**Work to complete**
1. In the article on children's mental health after COVID-19, write out the stretch from "The Psychological Effects" through "or financial problems." again, swapping "siblings" for "brothers and sisters".
2. Carry on the article about COVID-19 and children's mental health from the point where it stops.

**Text provided**
--- START ---

By Wesley Gallagher
The COVID-19 pandemic has affected the lives of nearly everyone in the world over the last year and a half. While it has impacted people differently, no corner of the world was immune to the coronavirus and the implications of a worldwide epidemic. Thankfully, we are seeing some light at the end of this very long tunnel, but the reality is that the effects of the pandemic may be around for years to come, especially mental health issues in children.
Children and adolescents are one group that was particularly affected by coronavirus and the mitigation measures put in place to stop the spread of the virus. And while it may not look the same as it does in adults, children can experience stress, anxiety, depression, and other mental health issues just like adults. The effects of isolation in childhood have been especially prominent during COVID-19. As a parent or caregiver of a child or adolescent who may be dealing with post-COVID woes, you can take comfort in knowing you are not alone, and help is available.
As a parent or caregiver of a child or adolescent who may be dealing with post-COVID woes, you can take comfort in knowing you are not alone, and help is available.
The Psychological Effects of COVID-19 on Children and Adolescents
Let’s start with the facts about the pandemic: Millions of children have missed out on school, extracurriculars, social events, and other normal activities because of the stay-at-home orders. Many were unable to see friends and family and were stuck at home with parents and siblings for weeks or months on end. And as much as we try to protect our children from the reality of what is happening in the world around them, they pick up on more than we think. They sense the tension we’re experiencing, whether it’s over sickness, death, troubled relationships, job instability, or financial problems.

--- END ---

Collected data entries
--- START ---

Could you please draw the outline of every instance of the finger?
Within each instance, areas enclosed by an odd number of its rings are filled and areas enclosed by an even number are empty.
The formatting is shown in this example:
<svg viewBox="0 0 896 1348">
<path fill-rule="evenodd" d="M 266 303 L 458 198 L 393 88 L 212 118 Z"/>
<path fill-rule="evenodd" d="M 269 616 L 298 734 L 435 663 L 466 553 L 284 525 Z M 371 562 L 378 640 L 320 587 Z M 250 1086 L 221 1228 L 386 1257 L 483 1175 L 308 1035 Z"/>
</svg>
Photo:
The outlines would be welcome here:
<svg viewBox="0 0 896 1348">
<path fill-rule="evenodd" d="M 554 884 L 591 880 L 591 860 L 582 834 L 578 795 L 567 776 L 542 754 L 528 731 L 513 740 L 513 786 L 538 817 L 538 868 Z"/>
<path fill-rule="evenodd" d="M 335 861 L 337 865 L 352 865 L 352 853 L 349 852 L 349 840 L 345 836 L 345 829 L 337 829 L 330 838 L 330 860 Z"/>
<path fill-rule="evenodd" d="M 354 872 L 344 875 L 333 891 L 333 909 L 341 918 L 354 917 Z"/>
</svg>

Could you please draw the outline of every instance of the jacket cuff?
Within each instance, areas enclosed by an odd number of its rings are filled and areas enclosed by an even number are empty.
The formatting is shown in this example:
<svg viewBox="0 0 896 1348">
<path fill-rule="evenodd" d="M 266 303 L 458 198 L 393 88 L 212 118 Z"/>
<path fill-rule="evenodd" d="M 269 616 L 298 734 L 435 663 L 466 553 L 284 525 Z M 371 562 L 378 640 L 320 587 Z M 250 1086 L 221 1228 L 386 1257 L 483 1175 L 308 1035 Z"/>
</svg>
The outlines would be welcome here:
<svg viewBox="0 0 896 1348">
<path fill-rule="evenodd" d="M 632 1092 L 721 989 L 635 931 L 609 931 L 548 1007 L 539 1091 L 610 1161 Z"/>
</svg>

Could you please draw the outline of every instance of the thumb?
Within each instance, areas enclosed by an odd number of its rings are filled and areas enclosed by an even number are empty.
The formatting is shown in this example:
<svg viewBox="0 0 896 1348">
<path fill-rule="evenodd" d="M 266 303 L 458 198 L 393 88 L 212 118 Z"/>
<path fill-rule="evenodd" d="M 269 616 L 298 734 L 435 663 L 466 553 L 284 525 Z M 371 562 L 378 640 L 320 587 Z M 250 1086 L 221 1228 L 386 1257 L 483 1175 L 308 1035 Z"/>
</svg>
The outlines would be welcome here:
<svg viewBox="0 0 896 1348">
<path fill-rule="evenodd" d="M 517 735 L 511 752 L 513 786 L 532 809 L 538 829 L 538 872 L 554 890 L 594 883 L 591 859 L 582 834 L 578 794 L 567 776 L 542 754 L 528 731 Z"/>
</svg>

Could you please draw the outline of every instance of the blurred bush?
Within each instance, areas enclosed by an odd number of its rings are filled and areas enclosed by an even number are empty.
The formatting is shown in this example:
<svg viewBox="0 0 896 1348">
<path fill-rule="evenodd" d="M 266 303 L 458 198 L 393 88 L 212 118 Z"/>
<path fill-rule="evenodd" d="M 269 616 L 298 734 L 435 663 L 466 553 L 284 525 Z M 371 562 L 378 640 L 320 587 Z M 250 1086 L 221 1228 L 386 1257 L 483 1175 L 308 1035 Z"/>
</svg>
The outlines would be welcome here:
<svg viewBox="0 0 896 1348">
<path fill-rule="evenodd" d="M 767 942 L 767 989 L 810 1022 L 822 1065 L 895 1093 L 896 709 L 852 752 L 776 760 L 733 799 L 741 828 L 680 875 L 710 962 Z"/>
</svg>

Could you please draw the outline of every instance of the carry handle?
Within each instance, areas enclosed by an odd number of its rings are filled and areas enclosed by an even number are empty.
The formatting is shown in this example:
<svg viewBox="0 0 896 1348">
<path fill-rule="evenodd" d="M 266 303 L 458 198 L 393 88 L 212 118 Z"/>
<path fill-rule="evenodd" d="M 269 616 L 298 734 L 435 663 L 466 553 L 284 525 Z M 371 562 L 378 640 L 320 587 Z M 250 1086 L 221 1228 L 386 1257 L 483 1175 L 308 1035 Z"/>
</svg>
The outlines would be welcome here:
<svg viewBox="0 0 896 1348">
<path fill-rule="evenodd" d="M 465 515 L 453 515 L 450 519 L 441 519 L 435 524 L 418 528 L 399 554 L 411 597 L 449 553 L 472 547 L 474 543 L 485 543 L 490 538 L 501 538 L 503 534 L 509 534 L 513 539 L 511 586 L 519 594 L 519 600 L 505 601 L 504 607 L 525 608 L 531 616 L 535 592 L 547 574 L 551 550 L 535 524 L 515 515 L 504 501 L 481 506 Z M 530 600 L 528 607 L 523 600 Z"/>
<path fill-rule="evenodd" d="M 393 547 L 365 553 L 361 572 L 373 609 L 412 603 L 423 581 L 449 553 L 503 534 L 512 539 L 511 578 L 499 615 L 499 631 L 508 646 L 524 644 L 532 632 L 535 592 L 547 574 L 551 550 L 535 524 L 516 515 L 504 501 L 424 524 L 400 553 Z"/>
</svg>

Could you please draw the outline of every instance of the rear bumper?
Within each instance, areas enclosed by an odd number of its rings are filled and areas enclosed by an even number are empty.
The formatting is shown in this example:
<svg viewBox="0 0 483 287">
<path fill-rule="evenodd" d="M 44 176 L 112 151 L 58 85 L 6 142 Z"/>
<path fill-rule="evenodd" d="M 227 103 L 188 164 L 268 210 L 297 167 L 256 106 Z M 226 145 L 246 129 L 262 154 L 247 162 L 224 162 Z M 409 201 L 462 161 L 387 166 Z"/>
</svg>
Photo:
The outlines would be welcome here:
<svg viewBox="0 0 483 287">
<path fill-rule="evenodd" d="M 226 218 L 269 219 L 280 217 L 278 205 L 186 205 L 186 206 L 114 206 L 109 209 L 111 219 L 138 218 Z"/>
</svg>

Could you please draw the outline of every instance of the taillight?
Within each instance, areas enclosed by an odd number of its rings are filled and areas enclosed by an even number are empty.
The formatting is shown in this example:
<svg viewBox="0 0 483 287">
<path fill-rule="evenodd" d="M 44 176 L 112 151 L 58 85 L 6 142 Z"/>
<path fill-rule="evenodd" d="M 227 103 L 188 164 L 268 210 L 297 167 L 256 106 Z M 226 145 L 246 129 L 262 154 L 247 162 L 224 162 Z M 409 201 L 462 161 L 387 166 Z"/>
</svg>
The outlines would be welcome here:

--- END ---

**Responses for each task**
1.
The Psychological Effects of COVID-19 on Children and Adolescents
Let’s start with the facts about the pandemic: Millions of children have missed out on school, extracurriculars, social events, and other normal activities because of the stay-at-home orders. Many were unable to see friends and family and were stuck at home with parents and brothers and sisters for weeks or months on end. And as much as we try to protect our children from the reality of what is happening in the world around them, they pick up on more than we think. They sense the tension we’re experiencing, whether it’s over sickness, death, troubled relationships, job instability, or financial problems.

2.
Social anxieties in children can arise from prolonged isolation caused by lockdowns, and depression and anxiety can result from lack of interaction with peers, change in routine, or lack of stimulation. Fear of sickness or death can also cause unusual stress in children, even in those too young to fully understand the implications of the pandemic.
Risk Factors for Mental Health Disturbances
Children with developmental differences, learning disabilities, or prior mental health issues were particularly vulnerable to the changes brought on by the pandemic. Many of these youth lost key supports like tutoring and counseling that they received at school or in a counselor’s office. Often, routine is key to success for these at-risk populations, and all routines went out the window in March of last year.
Children who experienced particular disturbances or losses during the pandemic are also at an increased risk for mental and emotional issues as a result. Thousands of children and adolescents lost parents or grandparents because of COVID-19, and job loss and financial stress were all too common among parents. Children whose parents struggle with mental health or addiction issues may have dealt with excess trauma during lockdowns, a time when their parents may have struggled more with their disease, or simply been around more.
According to research published on the National Institute of Health’s website, underprivileged children were particularly susceptible to the negative effects of the pandemic. Schools often provide several meals a week for low-income families, as well as childcare for working parents, and many children were left without these vital resources during lockdowns.
Adolescents are at an especially challenging time in life as they are going through a host of developmental changes at this age. Hormones are fluctuating and emotions often run high, so strains of the pandemic could be particularly hard for this age group. Additionally, more than 50% of mental health issues start by the age of 14, so the early teen years are a key time to look for signs of anxiety, depression, or other problems, global pandemic or not.
More than 50% of mental health issues start by the age of 14, so the early teen years are a key time to look for signs of anxiety, depression, or other problems, global pandemic or not.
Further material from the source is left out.